本文

GK=川口能活(磐田)、下田崇(広島)、 都築龍太(浦和)
DF=田中誠(磐田)、宮本恒靖(ガ大阪)、三都主(浦和)、中澤佑二(横浜)、坪井慶介(浦和)、村井慎二(磐田)、加地亮(ガ大阪)、駒野友一(広島)、茂庭照幸(F東京)
MF=福西崇史(磐田)、小笠原満男(鹿島)、本山雅志(鹿島)、遠藤保仁(ガ大阪)、阿部勇樹(千葉)、長谷部誠(浦和)、小野伸二(浦和)
FW= 久保竜彦(横浜F)、巻誠一郎(千葉)、佐藤寿人(広島)
(※ 鈴木隆行(レッドスター)は移籍のため、土肥洋一(FC東京)、曽ヶ端準(鹿島)はけがのため不参加)
海外組が召集できないこの時期、今回の代表メンバーがそっくり、ドイツに行く可能性はない。では、だれが残り、だれが入れ替わるのか。

●4年前のトルシエの呪縛
2002年、日韓ワールド杯決勝トーナメントで日本代表がベスト8を賭けたトルコ戦に負けた後、ときの日本代表監督フィリップ・トルシエは、記者会見で次のように語った。
「私にとっては、これで4年間の冒険が終わる。しかし、日本サッカーはまだ終わりではない。日本には海外でのビッグゲームの経験が不足している。日本は、もっと海外遠征をするべきだ」
さらに、「2006年(ドイツW杯へ向けての日本)についてどう思うか」という問に対して、
「選手はみんなまだ若い。いま24歳の選手は(2006年に)28歳だ。しかし、前園や城は自信を持ち過ぎて地獄に落ちた。マスコミには気をつけなければいけない。前園や城のようにならず、自分を磨いていけば、素晴らしいチームになるだろう」
トルシエは、ベスト16という勲章を得た日本代表選手の将来を祝福すると同時に、意味深長な警告を忘れなかった。彼は日韓大会の代表選手が順調に成長すれば、ドイツ大会でも十分戦えるという確信をつかんでいるかのように、日本国民に向けて語った。

やってみよう
上の本文から、「FW= 久保竜彦(横浜F)、巻誠一郎(千葉)、佐藤寿人(広島)」から「に、日本国民に向けて語った。」まで(「に、日本国民に向けて語った。」も含む)を、一字も変えずに抜き出してください。

使うデータ
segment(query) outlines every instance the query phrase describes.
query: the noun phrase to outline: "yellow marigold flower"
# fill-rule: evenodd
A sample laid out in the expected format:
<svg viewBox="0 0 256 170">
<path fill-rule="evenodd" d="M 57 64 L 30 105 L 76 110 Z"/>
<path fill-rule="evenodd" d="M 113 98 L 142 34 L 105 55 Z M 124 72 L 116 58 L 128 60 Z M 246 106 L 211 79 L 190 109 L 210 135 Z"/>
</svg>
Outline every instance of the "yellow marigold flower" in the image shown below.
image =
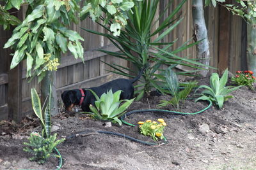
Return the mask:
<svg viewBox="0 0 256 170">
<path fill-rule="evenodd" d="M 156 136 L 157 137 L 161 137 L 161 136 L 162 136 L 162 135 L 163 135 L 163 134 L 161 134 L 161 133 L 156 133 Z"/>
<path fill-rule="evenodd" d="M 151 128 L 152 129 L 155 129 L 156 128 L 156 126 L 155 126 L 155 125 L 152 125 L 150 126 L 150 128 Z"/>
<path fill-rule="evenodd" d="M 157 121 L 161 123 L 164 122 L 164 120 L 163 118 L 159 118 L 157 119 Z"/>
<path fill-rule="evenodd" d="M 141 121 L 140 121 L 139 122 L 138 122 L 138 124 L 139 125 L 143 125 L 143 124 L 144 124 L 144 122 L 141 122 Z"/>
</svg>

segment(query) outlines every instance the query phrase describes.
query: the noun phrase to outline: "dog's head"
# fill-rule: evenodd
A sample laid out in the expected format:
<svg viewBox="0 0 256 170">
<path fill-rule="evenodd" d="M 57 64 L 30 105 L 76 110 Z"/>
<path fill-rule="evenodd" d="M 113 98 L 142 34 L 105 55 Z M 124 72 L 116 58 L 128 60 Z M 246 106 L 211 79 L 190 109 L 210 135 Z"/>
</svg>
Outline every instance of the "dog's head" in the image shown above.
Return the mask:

--

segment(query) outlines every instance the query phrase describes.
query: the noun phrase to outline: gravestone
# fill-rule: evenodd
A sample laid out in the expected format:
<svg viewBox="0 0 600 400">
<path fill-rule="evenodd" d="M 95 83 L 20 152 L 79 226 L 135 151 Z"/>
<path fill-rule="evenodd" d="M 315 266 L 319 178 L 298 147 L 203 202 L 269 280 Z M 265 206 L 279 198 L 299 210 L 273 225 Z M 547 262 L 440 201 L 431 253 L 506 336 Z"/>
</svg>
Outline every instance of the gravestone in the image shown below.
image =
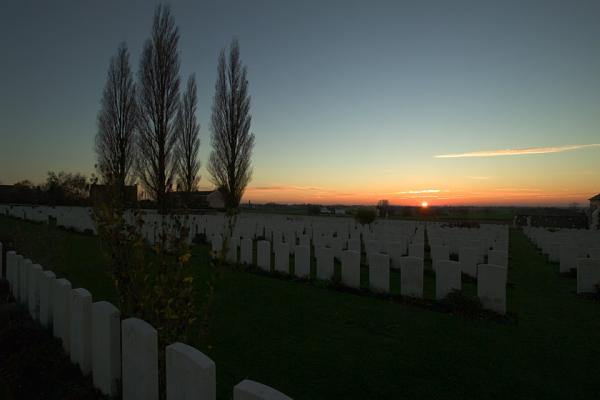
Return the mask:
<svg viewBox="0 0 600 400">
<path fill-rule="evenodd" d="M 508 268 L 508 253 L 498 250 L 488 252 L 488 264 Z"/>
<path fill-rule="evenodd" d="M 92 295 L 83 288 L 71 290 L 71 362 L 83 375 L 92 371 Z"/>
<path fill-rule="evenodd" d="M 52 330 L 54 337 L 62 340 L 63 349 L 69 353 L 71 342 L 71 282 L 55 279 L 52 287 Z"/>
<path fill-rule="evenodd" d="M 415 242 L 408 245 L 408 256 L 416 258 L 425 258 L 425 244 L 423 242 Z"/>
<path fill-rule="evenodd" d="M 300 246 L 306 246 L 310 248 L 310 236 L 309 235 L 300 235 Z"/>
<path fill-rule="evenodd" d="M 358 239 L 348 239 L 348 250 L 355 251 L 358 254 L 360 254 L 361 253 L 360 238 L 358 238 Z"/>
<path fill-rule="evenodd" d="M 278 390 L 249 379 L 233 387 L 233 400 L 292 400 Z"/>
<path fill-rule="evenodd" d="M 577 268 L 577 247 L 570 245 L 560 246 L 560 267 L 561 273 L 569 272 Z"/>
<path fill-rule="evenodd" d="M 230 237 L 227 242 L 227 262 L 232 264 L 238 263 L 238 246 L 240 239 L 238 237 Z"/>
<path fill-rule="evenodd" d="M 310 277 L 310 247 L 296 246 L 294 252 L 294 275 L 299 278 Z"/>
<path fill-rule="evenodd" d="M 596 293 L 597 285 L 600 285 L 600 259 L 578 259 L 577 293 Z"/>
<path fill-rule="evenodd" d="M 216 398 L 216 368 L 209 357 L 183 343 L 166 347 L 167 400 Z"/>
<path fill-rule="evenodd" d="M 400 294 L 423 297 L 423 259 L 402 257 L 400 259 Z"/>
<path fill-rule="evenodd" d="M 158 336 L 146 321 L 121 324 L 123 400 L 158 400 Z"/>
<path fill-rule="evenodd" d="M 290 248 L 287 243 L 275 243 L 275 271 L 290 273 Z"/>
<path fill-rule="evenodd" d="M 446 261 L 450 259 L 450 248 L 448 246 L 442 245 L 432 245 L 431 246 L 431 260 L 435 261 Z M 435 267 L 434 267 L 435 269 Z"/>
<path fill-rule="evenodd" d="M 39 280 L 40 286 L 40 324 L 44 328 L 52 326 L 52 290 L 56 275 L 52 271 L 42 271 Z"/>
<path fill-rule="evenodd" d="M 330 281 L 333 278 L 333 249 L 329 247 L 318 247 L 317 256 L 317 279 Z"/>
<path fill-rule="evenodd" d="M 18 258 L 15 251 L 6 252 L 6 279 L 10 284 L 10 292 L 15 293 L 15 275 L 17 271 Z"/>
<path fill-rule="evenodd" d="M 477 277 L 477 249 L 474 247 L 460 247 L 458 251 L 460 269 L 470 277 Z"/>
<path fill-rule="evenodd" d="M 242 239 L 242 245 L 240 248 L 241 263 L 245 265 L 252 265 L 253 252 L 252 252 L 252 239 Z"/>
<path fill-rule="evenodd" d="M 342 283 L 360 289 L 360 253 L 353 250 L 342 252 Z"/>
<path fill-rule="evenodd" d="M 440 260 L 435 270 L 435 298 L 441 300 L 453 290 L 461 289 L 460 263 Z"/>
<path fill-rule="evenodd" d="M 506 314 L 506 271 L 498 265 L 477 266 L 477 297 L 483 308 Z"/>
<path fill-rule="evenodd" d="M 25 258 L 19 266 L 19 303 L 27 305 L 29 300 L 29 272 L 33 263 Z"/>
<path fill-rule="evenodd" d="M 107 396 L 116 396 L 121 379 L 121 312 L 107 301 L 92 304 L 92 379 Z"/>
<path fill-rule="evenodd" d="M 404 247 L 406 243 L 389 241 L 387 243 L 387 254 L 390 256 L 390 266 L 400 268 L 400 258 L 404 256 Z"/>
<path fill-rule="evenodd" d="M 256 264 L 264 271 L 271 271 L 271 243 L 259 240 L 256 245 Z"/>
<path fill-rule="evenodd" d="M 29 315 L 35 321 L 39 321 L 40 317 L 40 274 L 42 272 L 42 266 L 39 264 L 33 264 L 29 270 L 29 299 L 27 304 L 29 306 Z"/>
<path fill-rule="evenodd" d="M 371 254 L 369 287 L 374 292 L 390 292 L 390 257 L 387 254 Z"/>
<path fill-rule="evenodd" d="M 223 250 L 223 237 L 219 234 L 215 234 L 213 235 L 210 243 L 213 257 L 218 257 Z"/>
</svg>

くわしい答え
FW= 久保竜彦(横浜F)、巻誠一郎(千葉)、佐藤寿人(広島)
(※ 鈴木隆行(レッドスター)は移籍のため、土肥洋一(FC東京)、曽ヶ端準(鹿島)はけがのため不参加)
海外組が召集できないこの時期、今回の代表メンバーがそっくり、ドイツに行く可能性はない。では、だれが残り、だれが入れ替わるのか。

●4年前のトルシエの呪縛
2002年、日韓ワールド杯決勝トーナメントで日本代表がベスト8を賭けたトルコ戦に負けた後、ときの日本代表監督フィリップ・トルシエは、記者会見で次のように語った。
「私にとっては、これで4年間の冒険が終わる。しかし、日本サッカーはまだ終わりではない。日本には海外でのビッグゲームの経験が不足している。日本は、もっと海外遠征をするべきだ」
さらに、「2006年(ドイツW杯へ向けての日本)についてどう思うか」という問に対して、
「選手はみんなまだ若い。いま24歳の選手は(2006年に)28歳だ。しかし、前園や城は自信を持ち過ぎて地獄に落ちた。マスコミには気をつけなければいけない。前園や城のようにならず、自分を磨いていけば、素晴らしいチームになるだろう」
トルシエは、ベスト16という勲章を得た日本代表選手の将来を祝福すると同時に、意味深長な警告を忘れなかった。彼は日韓大会の代表選手が順調に成長すれば、ドイツ大会でも十分戦えるという確信をつかんでいるかのように、日本国民に向けて語った。